**KUTIPAN DOKUMEN**
☆ ☆ ☆

JAKARTA, GRESNEWS.COM - Rencana pemerintah mengeluarkan kebijakan kepemilikan terbatas bagi Warga Negara Asing (WNA) atas properti berupa hak milik satuan rumah susun (HMSRS) atau populer disebut apartemen dianggap kebijakan diskriminatif. Sebab, di sisi lain, terdapat Warga Negara Indonesia (WNI) sendiri yang justru tak bisa memiliki properti dengan status hak milik (HM) atau hak guna bangunan (HGB) atas tanah dan bangunan lantaran menikah dengan WNA.

Sebelumnya Presiden Joko Widodo (Jokowi) berencana mengizinkan warga asing boleh memiliki apartemen mewah senilai Rp 5 miliar ke atas saja. Hal itu disampaikannya terkait rencana revisi Peraturan Pemerintah Nomor 41 Tahun 1996 tentang Pemilikan Rumah Tempat Tinggal atau Hunian oleh Orang Asing yang Berkedudukan di Indonesia (PP 41/1996).

Namun rupanya rencana kepemilikan terbatas properti WNA di atas Rp 5 miliar ini menuai polemik. Ternyata bertentangan dengan dua beleid yakni Undang-Undang Nomor 5 Tahun 1960 tentang Peraturan Dasar Pokok-Pokok Agraria (UU PA) dan Undang-Undang Nomor 1 Tahun 1974 tentang Perkawinan. Jika kedua beleid itu tidak direvisi maka potensial terjadi kerancuan, lantaran WNA yang menikahi WNI kehilangan status hak milik (HM) atau hak guna bangunan (HGB) atas tanah dan bangunan.

☆ ☆ ☆

**DATA YANG DISEDIAKAN**

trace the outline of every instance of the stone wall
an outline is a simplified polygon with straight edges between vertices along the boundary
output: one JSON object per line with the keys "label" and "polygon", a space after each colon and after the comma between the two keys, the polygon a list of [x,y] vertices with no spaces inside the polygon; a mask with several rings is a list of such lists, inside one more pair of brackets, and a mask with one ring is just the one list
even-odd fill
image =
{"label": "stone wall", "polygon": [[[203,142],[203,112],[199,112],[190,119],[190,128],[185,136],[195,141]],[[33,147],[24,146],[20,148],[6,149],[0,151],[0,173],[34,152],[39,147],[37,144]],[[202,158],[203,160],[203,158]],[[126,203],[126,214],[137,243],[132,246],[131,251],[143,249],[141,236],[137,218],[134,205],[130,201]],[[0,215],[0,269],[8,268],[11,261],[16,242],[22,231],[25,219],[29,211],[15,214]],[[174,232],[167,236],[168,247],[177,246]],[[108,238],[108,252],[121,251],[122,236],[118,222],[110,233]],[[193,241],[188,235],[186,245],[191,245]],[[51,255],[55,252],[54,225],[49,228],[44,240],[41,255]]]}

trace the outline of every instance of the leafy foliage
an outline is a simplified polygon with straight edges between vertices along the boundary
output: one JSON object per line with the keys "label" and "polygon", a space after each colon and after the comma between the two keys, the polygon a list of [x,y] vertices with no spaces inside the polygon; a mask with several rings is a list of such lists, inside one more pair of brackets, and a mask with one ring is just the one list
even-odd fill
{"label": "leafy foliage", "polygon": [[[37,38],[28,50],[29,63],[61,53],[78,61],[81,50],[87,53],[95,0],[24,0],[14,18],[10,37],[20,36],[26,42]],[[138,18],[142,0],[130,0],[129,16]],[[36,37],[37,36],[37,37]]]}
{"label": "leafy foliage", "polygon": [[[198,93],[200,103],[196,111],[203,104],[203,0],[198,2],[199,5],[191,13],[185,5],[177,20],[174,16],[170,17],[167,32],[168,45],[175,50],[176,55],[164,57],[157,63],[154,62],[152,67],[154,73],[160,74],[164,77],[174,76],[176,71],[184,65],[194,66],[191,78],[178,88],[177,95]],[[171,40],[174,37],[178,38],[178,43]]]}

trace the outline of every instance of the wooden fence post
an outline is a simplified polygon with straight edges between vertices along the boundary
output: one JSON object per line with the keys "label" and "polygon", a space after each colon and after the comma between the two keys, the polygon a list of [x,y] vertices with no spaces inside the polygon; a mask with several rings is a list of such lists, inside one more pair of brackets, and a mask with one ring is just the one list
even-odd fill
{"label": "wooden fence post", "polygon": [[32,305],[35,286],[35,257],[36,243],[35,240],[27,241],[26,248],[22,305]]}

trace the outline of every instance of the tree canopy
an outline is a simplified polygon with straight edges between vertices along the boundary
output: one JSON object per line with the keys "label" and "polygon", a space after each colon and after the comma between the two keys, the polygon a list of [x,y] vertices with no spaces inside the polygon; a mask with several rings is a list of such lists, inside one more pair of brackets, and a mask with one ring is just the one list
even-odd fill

☆ ☆ ☆

**TUGAS DAN LATIHAN**
1. Ketik ulang bagian kutipan dokumen tentang kepemilikan apartemen oleh WNA, mulai dari "Sebelumnya Presiden Joko" sampai dengan "Indonesia (PP 41/1996).".
2. Menurut kutipan dokumen tentang kepemilikan apartemen oleh WNA, berapa nilai apartemen mewah yang rencananya boleh dimiliki warga asing?
3. Tentukan apakah setiap pernyataan berikut sesuai dengan kutipan dokumen tentang kepemilikan apartemen oleh WNA. Jawab ya atau tidak, disertai kutipan kata-kata penentu dari teks. (a) Peraturan yang rencananya direvisi adalah Peraturan Pemerintah Nomor 41 Tahun 1996. (b) Rencana kepemilikan terbatas itu bertentangan dengan tiga undang-undang. (c) Undang-undang tentang perkawinan yang disebut adalah Undang-Undang Nomor 1 Tahun 1974.
Data tersebut diambil dari sumber yang berbeda.

**JAWABAN TERTULIS**
1.
Sebelumnya Presiden Joko Widodo (Jokowi) berencana mengizinkan warga asing boleh memiliki apartemen mewah senilai Rp 5 miliar ke atas saja. Hal itu disampaikannya terkait rencana revisi Peraturan Pemerintah Nomor 41 Tahun 1996 tentang Pemilikan Rumah Tempat Tinggal atau Hunian oleh Orang Asing yang Berkedudukan di Indonesia (PP 41/1996).

2. Rp 5 miliar ke atas.

3.
(a) Ya: "rencana revisi Peraturan Pemerintah Nomor 41 Tahun 1996".
(b) Tidak: "bertentangan dengan dua beleid".
(c) Ya: "Undang-Undang Nomor 1 Tahun 1974 tentang Perkawinan".